WHAT THIS TASK INVOLVES
Print each of the records below verbatim, line by line.

MATERIAL PROVIDED
.....

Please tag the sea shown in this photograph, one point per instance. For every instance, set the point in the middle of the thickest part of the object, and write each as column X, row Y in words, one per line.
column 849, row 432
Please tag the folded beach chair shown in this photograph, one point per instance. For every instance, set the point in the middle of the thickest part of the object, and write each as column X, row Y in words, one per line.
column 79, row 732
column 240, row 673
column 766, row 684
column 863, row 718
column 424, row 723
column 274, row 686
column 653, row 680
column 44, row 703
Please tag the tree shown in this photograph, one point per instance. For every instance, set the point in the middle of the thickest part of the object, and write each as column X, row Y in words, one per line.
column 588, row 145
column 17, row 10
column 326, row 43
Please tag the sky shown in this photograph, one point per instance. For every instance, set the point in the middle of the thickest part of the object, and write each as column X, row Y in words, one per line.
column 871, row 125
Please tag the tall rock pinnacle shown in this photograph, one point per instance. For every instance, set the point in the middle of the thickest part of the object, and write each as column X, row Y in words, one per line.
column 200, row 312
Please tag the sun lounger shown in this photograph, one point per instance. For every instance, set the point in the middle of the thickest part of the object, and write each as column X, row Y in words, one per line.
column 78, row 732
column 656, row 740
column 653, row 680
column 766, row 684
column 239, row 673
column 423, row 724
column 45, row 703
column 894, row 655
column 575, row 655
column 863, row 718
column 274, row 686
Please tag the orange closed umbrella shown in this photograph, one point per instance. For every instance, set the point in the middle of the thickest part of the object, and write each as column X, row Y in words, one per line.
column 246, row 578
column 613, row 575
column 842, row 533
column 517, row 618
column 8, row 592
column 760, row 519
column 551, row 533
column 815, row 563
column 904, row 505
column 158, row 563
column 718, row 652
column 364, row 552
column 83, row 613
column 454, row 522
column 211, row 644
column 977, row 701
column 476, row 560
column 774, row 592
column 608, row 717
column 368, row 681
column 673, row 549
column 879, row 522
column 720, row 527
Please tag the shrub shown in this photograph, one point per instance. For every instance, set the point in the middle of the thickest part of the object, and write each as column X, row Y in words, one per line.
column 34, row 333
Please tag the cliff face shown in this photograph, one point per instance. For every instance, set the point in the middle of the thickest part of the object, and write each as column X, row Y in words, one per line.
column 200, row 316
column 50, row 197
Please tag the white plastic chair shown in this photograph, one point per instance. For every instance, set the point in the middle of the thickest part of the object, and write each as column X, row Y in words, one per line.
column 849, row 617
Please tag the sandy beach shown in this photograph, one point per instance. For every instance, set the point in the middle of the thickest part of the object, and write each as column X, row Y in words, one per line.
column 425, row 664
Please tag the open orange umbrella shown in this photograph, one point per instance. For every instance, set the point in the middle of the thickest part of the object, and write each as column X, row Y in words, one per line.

.....

COMPLETE ANSWER
Please tag the sea shown in this photograph, one point per instance. For every instance, set the point in the middle of the thickest part of the object, and write each as column X, row Y in words, one per line.
column 849, row 432
Please tag the folded beach chair shown in this photograph, one point per instance. For every instance, set the point in the middle of the thickest part of the object, and write each as column X, row Y in words, one per line.
column 79, row 732
column 240, row 673
column 766, row 684
column 863, row 718
column 424, row 723
column 274, row 686
column 653, row 680
column 44, row 703
Please tag the tree shown in this photograph, one point per instance. For every instance, set the point in the middle of the thickest part of the object, and write each as column X, row Y in words, one per line.
column 588, row 145
column 17, row 10
column 326, row 43
Please tag the sky shown in this photograph, one point per instance. For every instance, set the point in the middle of the thickest part of the object, and write each as column X, row Y in words, one per line.
column 871, row 125
Please tag the tall rock pinnacle shown in this photograph, one point per instance. For every instance, set the point in the middle of the thickest part of the object, and write each as column X, row Y in words, one per line.
column 200, row 312
Please tag the sun lounger shown in this photograph, one point per instance. For every instance, set the point in the middle of the thickest part of the object, and write each as column X, row Y in words, one per line.
column 78, row 732
column 656, row 740
column 653, row 680
column 766, row 684
column 239, row 673
column 423, row 724
column 45, row 703
column 894, row 655
column 575, row 655
column 863, row 718
column 274, row 686
Please tag the orange closed umbrella shown in this photograph, one point per instance. For every instance, set the point in the middle of the thickest part of the object, and write each as column X, row Y in words, one per line.
column 246, row 578
column 613, row 575
column 842, row 533
column 517, row 618
column 8, row 592
column 760, row 519
column 551, row 533
column 815, row 563
column 904, row 505
column 158, row 563
column 718, row 652
column 364, row 552
column 83, row 613
column 454, row 522
column 211, row 644
column 977, row 701
column 476, row 560
column 774, row 592
column 608, row 717
column 368, row 681
column 673, row 549
column 879, row 522
column 720, row 527
Please tag the shrub shown in this photograph, one point per instance. For every instance, set the point in the middle of the thickest part of the object, and write each as column X, row Y in words, one per line.
column 34, row 333
Please tag the cliff face shown in this photograph, one point per instance. For every instance, set the point in the middle of the thickest part of the object, and write each as column X, row Y in words, one per line.
column 200, row 316
column 50, row 197
Please tag the white plastic chair shown in this photograph, one point per instance. For every instance, set the point in the middle of the thickest part of the object, and write each as column X, row Y in words, one per line.
column 849, row 617
Please tag the sandy beach shown in this photograph, one point per instance. For every instance, set the point in the middle of the thickest part of the object, and write each as column X, row Y in words, one per line.
column 425, row 664
Please tag the open orange umbrella shown in this photograph, one point per instance. For every instance, set the point in the middle of the thickest part of the object, and write each as column X, row Y in words, one per line.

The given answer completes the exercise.